A Brief History of Thomason General Hospital

By Luis A. Menendez


The University of Texas at El Paso's Institute of Oral History conducted an interview with former County Judge Woodrow W. Bean on August 9, 1968. The interview touches on many projects that Bean helped build for the people of El Paso, Texas during his term. Some examples include the Cordova Bridge and Transmountain Road. However, as Mr. Bean said, "I believe the most important contribution as far as the building and construction of El Paso, materially, was my project which concerned the building of Thomason General Hospital."1


Mr. Bean explained in the interview that the county saw the need to build a new general hospital due to the state of the existing one, El Paso General Hospital. He said, "if you could have only seen the old hospital, it smelled like a butcher house. The doctors didn't like to go there, people didn't like to work there, and to think we had allowed a butcher shop to operate like that until 1959 simply because the medical profession didn't care enough to bring public pressure on the people to build the hospital."2 The "medical profession" he spoke of proved to be a major hurdle in the process of building a new general hospital. Bean explained that once the plan was approved, the Medical Association pushed for the new hospital to be moved to a location which would be more convenient for the doctors, near Providence Hospital or Hotel Dieu. However, stated Mr. Bean, the editor of the El Paso Herald-Post, Howard M. Polley, argued that the new hospital should remain in the place of the old one because the lower-income people who needed it most lived near there.

» **Action item**
Do these statements agree with the history of Thomason General Hospital? Answer yes or no for each, quoting the words of the text that decide it. 1. The interview with Woodrow W. Bean took place in 1968. 2. The Medical Association wanted the new hospital built where the old one stood. 3. Howard M. Polley edited the El Paso Herald-Post.

» **Excerpted records**

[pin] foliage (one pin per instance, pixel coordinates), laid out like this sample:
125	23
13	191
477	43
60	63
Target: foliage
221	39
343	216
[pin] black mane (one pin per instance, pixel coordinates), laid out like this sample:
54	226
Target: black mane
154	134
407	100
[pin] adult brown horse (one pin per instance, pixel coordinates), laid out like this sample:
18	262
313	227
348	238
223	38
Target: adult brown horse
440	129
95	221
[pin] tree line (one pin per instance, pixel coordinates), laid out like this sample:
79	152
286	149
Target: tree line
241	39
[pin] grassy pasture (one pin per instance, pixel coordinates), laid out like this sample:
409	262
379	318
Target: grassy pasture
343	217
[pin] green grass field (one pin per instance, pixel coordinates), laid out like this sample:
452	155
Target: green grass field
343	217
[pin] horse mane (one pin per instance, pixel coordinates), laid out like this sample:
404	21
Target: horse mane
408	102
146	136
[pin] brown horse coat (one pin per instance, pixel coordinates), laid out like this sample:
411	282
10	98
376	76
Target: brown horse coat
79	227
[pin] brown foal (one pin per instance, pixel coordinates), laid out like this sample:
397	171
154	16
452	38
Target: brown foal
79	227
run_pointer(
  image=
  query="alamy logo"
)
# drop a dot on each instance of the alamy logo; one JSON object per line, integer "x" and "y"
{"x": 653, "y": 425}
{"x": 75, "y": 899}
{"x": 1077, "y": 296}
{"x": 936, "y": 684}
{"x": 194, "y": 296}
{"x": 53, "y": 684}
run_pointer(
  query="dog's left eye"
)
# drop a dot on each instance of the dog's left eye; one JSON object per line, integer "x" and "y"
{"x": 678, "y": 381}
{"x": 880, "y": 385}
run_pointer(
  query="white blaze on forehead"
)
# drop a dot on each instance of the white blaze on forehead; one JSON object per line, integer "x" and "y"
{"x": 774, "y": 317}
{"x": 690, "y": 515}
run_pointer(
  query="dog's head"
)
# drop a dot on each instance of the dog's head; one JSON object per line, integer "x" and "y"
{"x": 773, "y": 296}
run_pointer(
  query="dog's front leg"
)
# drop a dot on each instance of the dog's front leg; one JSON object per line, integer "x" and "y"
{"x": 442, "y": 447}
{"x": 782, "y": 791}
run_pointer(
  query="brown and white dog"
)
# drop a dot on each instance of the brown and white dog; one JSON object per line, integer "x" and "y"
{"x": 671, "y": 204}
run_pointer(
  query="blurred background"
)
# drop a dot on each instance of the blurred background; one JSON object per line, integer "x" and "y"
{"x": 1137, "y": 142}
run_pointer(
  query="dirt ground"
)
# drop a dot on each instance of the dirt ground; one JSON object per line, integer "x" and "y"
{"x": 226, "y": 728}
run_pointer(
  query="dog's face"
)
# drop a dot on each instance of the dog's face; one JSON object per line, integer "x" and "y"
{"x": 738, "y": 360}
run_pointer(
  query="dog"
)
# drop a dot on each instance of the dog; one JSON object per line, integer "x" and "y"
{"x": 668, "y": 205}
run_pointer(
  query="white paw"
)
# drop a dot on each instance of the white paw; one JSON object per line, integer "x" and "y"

» **Response area**
1. Yes: "on August 9, 1968"
2. No: "the Medical Association pushed for the new hospital to be moved to a location which would be more convenient for the doctors"
3. Yes: "the editor of the El Paso Herald-Post, Howard M. Polley"